▸ **What you should do**
With the entries below as the source, tally the lines that contain the string "instance" and give the number only.

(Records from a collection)

^^^^

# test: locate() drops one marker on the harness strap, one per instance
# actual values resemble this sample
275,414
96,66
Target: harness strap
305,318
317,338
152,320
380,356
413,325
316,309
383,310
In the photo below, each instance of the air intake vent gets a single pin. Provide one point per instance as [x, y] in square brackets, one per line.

^^^^

▸ **Answer for this exercise**
2